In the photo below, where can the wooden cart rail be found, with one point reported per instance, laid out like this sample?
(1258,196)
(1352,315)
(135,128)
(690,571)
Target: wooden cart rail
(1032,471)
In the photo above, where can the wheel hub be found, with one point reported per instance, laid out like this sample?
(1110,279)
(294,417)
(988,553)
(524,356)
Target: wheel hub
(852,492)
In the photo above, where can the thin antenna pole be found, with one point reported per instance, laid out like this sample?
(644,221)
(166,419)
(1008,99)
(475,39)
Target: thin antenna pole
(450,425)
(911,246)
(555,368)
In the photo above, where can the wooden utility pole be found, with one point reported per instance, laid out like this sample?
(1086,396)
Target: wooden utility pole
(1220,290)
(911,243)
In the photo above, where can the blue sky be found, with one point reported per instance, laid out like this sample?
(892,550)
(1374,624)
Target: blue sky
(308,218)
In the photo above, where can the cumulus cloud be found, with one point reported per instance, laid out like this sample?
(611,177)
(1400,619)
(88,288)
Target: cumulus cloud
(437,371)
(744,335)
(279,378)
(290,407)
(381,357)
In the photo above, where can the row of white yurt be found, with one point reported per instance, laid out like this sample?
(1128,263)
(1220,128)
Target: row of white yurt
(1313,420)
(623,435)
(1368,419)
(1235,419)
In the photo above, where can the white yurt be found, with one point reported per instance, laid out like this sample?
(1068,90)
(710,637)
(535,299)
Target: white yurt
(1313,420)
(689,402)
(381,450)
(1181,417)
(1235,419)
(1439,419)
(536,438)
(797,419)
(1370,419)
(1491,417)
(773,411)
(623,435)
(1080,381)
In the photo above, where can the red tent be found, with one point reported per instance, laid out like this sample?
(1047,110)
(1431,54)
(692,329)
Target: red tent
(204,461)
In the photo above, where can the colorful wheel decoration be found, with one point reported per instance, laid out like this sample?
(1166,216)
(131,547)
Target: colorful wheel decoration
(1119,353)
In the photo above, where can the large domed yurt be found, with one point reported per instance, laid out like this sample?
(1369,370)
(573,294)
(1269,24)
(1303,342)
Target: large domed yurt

What you are asked to do: Please give the number of lines above that contain "domed", without any other words.

Answer for this exercise: 2